EXTRACT PROVIDED

────────────────────

PASADENA, Calif. -- NASA's Nuclear Spectroscopic Telescope Array, or
NuSTAR, has successfully deployed its lengthy mast, giving it the
ability to see the highest energy X-rays in our universe. The mission is
one step closer to beginning its hunt for black holes hiding in our
Milky Way and other galaxies.
"It's a real pleasure to know that the mast, an accomplished feat of
engineering, is now in its final position," said Yunjin Kim, the NuSTAR
project manager at NASA's Jet Propulsion Laboratory, Pasadena, Calif.
Kim was also the project manager for the Shuttle Radar Topography
Mission, which flew a similar mast on the Space Shuttle Endeavor in 2000
and made topographic maps of Earth.
NuSTAR's mast is one of several innovations allowing the telescope to
take crisp images of high-energy X-rays for the first time. It separates
the telescope mirrors from the detectors, providing the distance needed
to focus the X-rays. Built by ATK Aerospace Systems in Goleta, Calif.,
this is the first deployable mast ever used on a space telescope.
On June 21 at 10:43 a.m. PDT (1:43 p.m. EDT), nine days after launch,
engineers at NuSTAR's mission control at UC Berkeley in California sent a
signal to the spacecraft to start extending the 33-foot (10-meter)
mast, a stable, rigid structure consisting of 56 cube-shaped units.

────────────────────

Dataset excerpts on object pointing:
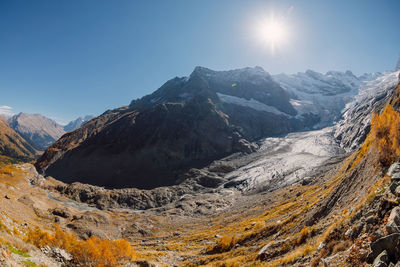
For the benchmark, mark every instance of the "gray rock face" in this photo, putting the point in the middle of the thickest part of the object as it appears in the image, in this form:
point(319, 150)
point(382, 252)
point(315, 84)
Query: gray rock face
point(353, 129)
point(390, 243)
point(40, 131)
point(394, 171)
point(75, 124)
point(393, 224)
point(187, 123)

────────────────────

STATED PROBLEM A
Rewrite the paragraph of the NuSTAR article that begins "NuSTAR's mast is one of several innovations" as a bulleted list that keeps its main facts.
STATED PROBLEM B
Update the NuSTAR article from "NuSTAR's mast is" up to and including "a space telescope.", replacing "mirrors" with "optics".
STATED PROBLEM C
Using the NuSTAR article, say whether each statement agrees with it. Answer yes or no, and quote the deciding words. (i) The mast is 33 feet long. (ii) The mast was built at UC Berkeley. (iii) The signal to extend the mast was sent nine days after launch.
The listing is separate material with no connection to the NuSTAR article.

TASK OUTPUT A
- The mast is one of several innovations that let the telescope take crisp images of high-energy X-rays for the first time.
- It separates the telescope mirrors from the detectors, providing the distance needed to focus the X-rays.
- It was built by ATK Aerospace Systems in Goleta, Calif.
- It is the first deployable mast ever used on a space telescope.

TASK OUTPUT B
NuSTAR's mast is one of several innovations allowing the telescope to
take crisp images of high-energy X-rays for the first time. It separates
the telescope optics from the detectors, providing the distance needed
to focus the X-rays. Built by ATK Aerospace Systems in Goleta, Calif.,
this is the first deployable mast ever used on a space telescope.

TASK OUTPUT C
(i) Yes: "the 33-foot (10-meter) mast"
(ii) No: "Built by ATK Aerospace Systems in Goleta, Calif."
(iii) Yes: "nine days after launch"